Type again, exactly, the lines below from the start through the line that includes "positive clicks: (298, 75)".

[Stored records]
....................

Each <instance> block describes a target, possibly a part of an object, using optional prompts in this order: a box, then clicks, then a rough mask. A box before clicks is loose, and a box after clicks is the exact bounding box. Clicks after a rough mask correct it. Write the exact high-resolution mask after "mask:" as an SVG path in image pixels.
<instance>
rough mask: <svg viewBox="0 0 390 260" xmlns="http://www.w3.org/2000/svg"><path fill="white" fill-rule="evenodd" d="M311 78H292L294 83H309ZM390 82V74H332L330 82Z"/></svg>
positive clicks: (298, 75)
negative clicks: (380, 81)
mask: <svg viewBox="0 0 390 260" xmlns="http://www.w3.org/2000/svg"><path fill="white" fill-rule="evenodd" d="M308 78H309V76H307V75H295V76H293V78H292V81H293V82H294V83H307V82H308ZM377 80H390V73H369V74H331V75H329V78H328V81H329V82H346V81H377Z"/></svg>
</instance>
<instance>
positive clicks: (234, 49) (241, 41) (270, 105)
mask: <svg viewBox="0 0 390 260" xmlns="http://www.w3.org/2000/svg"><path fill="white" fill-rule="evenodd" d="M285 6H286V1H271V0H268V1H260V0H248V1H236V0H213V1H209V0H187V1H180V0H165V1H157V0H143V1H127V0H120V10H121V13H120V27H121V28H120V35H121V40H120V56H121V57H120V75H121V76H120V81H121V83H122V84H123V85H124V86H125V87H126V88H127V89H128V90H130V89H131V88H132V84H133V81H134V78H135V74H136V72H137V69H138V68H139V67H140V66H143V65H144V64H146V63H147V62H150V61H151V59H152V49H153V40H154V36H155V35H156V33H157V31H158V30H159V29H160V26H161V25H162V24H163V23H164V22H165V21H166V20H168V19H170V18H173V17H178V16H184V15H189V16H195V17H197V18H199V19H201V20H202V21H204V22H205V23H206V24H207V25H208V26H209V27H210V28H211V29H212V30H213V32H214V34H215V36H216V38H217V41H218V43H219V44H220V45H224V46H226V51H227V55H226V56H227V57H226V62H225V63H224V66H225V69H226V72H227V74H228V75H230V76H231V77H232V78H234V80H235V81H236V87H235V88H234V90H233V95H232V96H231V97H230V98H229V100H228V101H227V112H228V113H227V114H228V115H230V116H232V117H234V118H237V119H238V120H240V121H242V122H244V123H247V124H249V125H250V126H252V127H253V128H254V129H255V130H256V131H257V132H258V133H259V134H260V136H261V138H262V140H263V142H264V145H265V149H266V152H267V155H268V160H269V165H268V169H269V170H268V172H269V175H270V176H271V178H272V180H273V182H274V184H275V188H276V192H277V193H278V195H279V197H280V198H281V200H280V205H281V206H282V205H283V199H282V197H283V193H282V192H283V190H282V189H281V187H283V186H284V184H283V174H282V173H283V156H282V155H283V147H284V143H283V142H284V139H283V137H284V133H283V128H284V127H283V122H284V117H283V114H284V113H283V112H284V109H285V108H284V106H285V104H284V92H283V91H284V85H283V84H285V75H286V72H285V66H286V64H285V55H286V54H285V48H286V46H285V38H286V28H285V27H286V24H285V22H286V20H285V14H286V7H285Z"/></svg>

....................

ANSWER TO THIS TASK:
Each <instance> block describes a target, possibly a part of an object, using optional prompts in this order: a box, then clicks, then a rough mask. A box before clicks is loose, and a box after clicks is the exact bounding box. Clicks after a rough mask correct it. Write the exact high-resolution mask after "mask:" as an SVG path in image pixels.
<instance>
rough mask: <svg viewBox="0 0 390 260" xmlns="http://www.w3.org/2000/svg"><path fill="white" fill-rule="evenodd" d="M311 78H292L294 83H309ZM390 82V74H332L330 82Z"/></svg>
positive clicks: (298, 75)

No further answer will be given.